*** RECORDS FOR PROCESSING
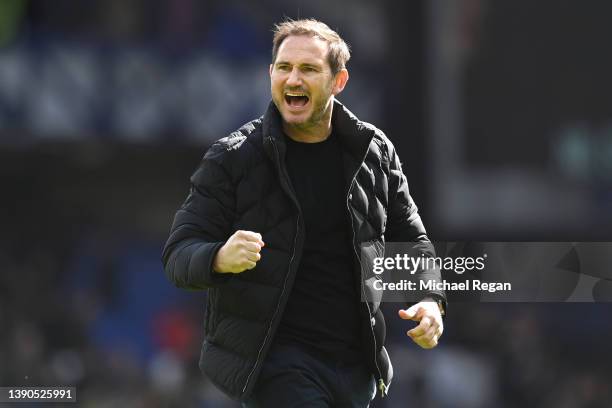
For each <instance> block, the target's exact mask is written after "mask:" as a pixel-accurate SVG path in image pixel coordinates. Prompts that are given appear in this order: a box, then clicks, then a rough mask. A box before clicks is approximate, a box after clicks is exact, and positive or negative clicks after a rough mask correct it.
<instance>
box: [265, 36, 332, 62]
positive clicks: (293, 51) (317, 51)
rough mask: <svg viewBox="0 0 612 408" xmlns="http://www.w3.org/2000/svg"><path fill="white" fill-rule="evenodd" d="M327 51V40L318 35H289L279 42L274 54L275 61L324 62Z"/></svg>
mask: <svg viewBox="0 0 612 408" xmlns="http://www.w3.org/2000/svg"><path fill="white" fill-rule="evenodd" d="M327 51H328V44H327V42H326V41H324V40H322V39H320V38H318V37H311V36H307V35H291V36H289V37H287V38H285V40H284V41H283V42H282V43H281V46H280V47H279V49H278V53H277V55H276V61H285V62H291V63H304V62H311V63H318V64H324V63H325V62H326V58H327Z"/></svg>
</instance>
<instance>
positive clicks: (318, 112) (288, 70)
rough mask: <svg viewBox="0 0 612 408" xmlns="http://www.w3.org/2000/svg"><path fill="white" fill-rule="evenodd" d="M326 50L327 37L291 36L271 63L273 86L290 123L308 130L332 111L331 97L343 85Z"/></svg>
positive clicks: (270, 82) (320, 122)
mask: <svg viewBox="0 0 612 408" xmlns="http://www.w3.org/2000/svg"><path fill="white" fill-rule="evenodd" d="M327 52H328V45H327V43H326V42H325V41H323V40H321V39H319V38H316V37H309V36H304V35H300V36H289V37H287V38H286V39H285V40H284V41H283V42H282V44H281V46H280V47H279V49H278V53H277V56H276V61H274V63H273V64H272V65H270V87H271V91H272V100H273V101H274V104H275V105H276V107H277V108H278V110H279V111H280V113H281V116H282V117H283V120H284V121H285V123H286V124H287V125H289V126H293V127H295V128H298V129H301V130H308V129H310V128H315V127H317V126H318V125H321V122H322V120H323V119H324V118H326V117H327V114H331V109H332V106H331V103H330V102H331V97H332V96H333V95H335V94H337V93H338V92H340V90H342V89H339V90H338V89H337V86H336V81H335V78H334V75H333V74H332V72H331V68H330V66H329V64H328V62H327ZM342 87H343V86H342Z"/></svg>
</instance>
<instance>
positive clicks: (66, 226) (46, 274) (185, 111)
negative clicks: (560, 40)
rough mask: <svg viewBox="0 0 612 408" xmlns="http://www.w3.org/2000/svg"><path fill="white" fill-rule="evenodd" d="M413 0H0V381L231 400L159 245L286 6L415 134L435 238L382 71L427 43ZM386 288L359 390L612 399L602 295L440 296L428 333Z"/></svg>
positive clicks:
******
-- TASK TO COMPLETE --
Bring together all lines from the listing that contain the word "negative".

-- TASK SOLUTION --
For each <instance> block, the target's exact mask is written after "mask:" as a pixel-accurate SVG path in image pixel coordinates. Prompts that are given appear in this order: a box, then clicks, then a rough mask. A box before clicks is approximate, a box after clicks is exact, and positive or negative clicks after a rough mask correct it.
negative clicks: (560, 40)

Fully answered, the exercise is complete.